**Task statement**
Convert each line of the data below into a JSON list of strings, one string per line, leaving out any blank lines.

**Provided information**
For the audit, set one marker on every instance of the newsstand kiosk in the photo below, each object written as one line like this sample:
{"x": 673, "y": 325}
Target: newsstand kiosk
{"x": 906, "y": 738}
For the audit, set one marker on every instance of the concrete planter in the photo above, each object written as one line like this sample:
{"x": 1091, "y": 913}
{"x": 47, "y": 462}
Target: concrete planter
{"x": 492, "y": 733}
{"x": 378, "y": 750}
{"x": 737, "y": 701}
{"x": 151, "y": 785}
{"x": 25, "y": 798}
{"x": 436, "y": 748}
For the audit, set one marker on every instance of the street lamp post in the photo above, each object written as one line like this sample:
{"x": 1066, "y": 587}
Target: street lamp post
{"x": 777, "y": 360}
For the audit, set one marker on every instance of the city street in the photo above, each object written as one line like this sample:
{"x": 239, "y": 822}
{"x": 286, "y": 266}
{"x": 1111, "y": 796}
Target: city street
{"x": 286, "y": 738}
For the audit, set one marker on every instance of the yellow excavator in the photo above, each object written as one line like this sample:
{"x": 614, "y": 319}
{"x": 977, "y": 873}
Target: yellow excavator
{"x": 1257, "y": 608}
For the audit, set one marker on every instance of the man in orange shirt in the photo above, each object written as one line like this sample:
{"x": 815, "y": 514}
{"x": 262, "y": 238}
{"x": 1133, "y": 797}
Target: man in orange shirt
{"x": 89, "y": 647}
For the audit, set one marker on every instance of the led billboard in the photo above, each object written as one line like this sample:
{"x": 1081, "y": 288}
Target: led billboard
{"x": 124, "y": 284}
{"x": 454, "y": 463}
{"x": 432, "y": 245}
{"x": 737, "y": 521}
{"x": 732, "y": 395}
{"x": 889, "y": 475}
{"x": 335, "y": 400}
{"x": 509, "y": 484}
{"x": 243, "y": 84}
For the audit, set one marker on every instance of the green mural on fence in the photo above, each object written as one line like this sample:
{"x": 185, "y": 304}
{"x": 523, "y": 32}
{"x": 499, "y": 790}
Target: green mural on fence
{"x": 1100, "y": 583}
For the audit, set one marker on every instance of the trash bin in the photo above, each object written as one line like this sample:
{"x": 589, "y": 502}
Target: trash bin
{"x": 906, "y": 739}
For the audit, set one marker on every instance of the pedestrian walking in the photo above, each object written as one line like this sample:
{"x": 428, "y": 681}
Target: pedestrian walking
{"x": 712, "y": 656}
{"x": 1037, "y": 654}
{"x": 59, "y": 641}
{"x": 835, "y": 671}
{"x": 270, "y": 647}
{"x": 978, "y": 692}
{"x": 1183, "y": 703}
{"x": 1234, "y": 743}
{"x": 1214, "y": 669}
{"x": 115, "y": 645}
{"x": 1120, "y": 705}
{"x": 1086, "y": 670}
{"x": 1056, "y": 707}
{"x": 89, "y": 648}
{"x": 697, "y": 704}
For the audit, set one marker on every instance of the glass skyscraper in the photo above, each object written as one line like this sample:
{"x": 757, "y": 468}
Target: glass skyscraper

**Response to this exercise**
[
  "For the audit, set one marker on every instance of the newsstand kiosk in the photo below, each object written as one line like this sample:",
  "{\"x\": 673, \"y\": 325}",
  "Target: newsstand kiosk",
  "{\"x\": 906, \"y\": 738}",
  "For the audit, set one marker on every instance of the concrete planter in the photo above, each object written as one line like this sample:",
  "{\"x\": 1091, \"y\": 913}",
  "{\"x\": 47, \"y\": 462}",
  "Target: concrete planter",
  "{\"x\": 492, \"y\": 733}",
  "{\"x\": 378, \"y\": 750}",
  "{\"x\": 737, \"y\": 701}",
  "{\"x\": 151, \"y\": 785}",
  "{\"x\": 25, \"y\": 798}",
  "{\"x\": 436, \"y\": 748}",
  "For the audit, set one marker on every instance of the street lamp post in the photo above, each object written as one line like this sample:",
  "{\"x\": 1066, \"y\": 587}",
  "Target: street lamp post",
  "{\"x\": 777, \"y\": 360}",
  "For the audit, set one marker on every instance of the city street in the photo above, each object written as one line like this sample:",
  "{\"x\": 239, \"y\": 822}",
  "{\"x\": 286, \"y\": 266}",
  "{\"x\": 1111, \"y\": 796}",
  "Target: city street",
  "{\"x\": 286, \"y\": 738}",
  "For the audit, set one marker on every instance of the yellow excavator in the photo above, each object written as one line like this sample:",
  "{\"x\": 614, \"y\": 319}",
  "{\"x\": 977, \"y\": 873}",
  "Target: yellow excavator",
  "{\"x\": 1257, \"y\": 608}",
  "For the audit, set one marker on every instance of the man in orange shirt in the photo above, each object written as one line like this sample:",
  "{\"x\": 815, \"y\": 514}",
  "{\"x\": 262, \"y\": 238}",
  "{\"x\": 1133, \"y\": 797}",
  "Target: man in orange shirt",
  "{\"x\": 89, \"y\": 647}",
  "For the audit, set one marker on every instance of the led billboard in the photo above, each object written as one line like this sample:",
  "{\"x\": 1081, \"y\": 288}",
  "Target: led billboard",
  "{\"x\": 124, \"y\": 284}",
  "{\"x\": 454, \"y\": 463}",
  "{\"x\": 432, \"y\": 245}",
  "{\"x\": 737, \"y\": 521}",
  "{\"x\": 732, \"y\": 395}",
  "{\"x\": 889, \"y\": 475}",
  "{\"x\": 335, \"y\": 400}",
  "{\"x\": 509, \"y\": 484}",
  "{\"x\": 243, \"y\": 84}",
  "For the audit, set one marker on every instance of the green mural on fence in the photo above, each object written as one line like this sample:",
  "{\"x\": 185, \"y\": 304}",
  "{\"x\": 523, \"y\": 32}",
  "{\"x\": 499, \"y\": 790}",
  "Target: green mural on fence",
  "{\"x\": 1100, \"y\": 583}",
  "For the audit, set one marker on every instance of the trash bin in the photo above, each object written as one line like this sample:",
  "{\"x\": 589, \"y\": 502}",
  "Target: trash bin",
  "{\"x\": 906, \"y\": 739}",
  "For the audit, set one marker on every instance of the pedestrian walking in the photo above, each object written as one line like this sample:",
  "{\"x\": 428, \"y\": 681}",
  "Target: pedestrian walking",
  "{\"x\": 712, \"y\": 656}",
  "{\"x\": 1037, \"y\": 654}",
  "{\"x\": 59, \"y\": 641}",
  "{\"x\": 835, \"y\": 671}",
  "{\"x\": 270, \"y\": 647}",
  "{\"x\": 978, \"y\": 692}",
  "{\"x\": 1183, \"y\": 703}",
  "{\"x\": 1234, \"y\": 743}",
  "{\"x\": 1214, \"y\": 669}",
  "{\"x\": 115, \"y\": 645}",
  "{\"x\": 1120, \"y\": 705}",
  "{\"x\": 1086, \"y\": 670}",
  "{\"x\": 1056, \"y\": 707}",
  "{\"x\": 89, \"y\": 648}",
  "{\"x\": 697, \"y\": 704}",
  "For the audit, set one marker on every instance of the glass skyscraper in the photo above, each object written as one line like this sample:",
  "{\"x\": 757, \"y\": 468}",
  "Target: glass skyscraper"
]